*Page text*:
Housing Finance Growth Declines To 13-15 Percent

With the NBFC crisis looming around, housing finance companies registered a growth rate much lower than the average of the past three years

According to a report, the housing finance is going to witness a major setback with a growth rate of just 13 to 15 percent this fiscal. The rate is lower than the average of the past three years, all thanks to the liquidity issues majorly affecting the non-banking lenders. The outstanding house credit stood at Rs 19.1 lakh crore as of March 2019 and rating agency Icra noted that the outstanding credit can be impacted adversely.

The housing credit growth in FY20 is expected to be in the range of 13-15 percent and the overall industry loan growth for housing finance companies had slowed down to 15 percent FY18. The various issues that the non-banking lenders had been dealing with since last September resulted in a slowdown in the credit growth of dedicated housing finance companies to 10 percent in FY19. DHFL and Reliance Capital are examples of companies who had to grapple with tough market conditions.

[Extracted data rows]
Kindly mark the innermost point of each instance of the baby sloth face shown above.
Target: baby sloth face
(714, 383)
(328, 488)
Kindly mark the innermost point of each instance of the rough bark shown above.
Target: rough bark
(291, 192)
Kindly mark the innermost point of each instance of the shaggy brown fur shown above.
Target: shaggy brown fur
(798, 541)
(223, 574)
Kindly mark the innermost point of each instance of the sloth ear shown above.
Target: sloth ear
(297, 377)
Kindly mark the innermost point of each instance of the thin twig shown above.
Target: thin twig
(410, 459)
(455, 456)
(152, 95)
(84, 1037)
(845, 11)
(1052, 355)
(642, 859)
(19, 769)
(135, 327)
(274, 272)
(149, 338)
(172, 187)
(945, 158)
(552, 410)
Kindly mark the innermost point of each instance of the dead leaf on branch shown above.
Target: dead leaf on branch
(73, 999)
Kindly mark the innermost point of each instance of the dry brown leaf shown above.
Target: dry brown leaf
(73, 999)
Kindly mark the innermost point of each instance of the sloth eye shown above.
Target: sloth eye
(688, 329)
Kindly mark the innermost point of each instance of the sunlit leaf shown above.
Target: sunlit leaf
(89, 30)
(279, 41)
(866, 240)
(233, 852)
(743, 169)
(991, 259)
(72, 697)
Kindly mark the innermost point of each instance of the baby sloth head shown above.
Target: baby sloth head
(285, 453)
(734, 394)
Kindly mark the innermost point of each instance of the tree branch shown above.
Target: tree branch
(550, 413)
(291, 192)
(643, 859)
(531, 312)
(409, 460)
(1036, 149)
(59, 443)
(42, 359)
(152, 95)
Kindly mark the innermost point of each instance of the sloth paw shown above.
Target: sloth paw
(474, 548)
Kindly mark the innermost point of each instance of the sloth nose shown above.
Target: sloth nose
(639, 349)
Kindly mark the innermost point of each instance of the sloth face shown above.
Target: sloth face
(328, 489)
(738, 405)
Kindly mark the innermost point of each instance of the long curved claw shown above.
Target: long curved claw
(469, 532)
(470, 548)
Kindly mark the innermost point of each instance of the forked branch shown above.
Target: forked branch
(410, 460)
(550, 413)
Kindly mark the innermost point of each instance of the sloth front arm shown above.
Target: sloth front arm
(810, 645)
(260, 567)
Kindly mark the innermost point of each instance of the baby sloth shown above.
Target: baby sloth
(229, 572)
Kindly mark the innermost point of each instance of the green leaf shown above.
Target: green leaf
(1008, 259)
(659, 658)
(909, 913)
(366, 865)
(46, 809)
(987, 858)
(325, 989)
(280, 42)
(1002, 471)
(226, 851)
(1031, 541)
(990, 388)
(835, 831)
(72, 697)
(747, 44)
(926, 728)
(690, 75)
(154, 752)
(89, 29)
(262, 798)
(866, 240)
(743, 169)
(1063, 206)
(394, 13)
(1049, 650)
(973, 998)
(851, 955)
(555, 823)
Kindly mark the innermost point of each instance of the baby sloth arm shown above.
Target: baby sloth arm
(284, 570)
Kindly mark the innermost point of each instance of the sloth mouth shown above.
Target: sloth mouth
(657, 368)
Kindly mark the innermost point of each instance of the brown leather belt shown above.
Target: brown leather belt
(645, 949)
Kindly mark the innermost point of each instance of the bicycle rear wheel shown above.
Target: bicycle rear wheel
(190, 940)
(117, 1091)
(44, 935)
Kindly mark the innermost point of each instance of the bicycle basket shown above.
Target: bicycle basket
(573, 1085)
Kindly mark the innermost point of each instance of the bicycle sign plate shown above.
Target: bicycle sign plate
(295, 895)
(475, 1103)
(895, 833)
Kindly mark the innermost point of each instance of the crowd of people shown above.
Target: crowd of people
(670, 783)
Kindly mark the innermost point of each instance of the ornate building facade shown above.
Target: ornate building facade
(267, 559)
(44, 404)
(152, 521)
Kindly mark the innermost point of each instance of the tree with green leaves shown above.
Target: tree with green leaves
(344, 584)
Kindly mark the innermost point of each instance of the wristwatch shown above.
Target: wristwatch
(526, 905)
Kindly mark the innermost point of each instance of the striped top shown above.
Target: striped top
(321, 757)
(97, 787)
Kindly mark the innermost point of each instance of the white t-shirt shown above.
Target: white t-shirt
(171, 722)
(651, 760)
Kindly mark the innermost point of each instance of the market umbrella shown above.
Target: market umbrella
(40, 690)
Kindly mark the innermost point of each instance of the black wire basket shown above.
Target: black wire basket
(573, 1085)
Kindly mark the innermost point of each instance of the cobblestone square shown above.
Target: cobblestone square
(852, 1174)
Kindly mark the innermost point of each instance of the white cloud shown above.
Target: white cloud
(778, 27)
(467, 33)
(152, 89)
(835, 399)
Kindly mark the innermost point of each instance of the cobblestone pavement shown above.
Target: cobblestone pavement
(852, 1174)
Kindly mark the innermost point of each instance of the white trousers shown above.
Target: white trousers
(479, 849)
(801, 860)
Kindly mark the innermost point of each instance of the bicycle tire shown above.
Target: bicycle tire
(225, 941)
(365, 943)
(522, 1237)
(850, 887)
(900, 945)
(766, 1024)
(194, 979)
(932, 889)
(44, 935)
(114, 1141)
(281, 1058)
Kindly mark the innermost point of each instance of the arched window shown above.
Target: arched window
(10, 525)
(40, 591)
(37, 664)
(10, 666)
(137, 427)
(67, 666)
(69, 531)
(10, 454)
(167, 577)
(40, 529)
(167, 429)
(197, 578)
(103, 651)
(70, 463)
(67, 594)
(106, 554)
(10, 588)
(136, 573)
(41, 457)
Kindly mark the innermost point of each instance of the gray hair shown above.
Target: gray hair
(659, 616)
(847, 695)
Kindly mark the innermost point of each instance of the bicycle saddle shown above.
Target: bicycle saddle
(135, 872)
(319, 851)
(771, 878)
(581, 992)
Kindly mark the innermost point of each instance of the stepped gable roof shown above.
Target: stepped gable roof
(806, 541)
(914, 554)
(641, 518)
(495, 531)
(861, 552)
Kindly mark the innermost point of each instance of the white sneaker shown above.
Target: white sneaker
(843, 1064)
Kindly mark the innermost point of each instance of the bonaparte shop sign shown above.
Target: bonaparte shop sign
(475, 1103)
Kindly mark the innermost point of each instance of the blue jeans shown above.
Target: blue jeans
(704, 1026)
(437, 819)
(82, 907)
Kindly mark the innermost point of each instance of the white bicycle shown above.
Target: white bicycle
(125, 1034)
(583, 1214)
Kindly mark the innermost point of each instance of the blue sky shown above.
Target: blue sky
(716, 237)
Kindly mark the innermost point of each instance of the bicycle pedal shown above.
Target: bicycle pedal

*Set problem*:
In the housing finance passage, what was the outstanding housing credit as of March 2019? These rows come from a separate source.

*The reply*:
Rs 19.1 lakh crore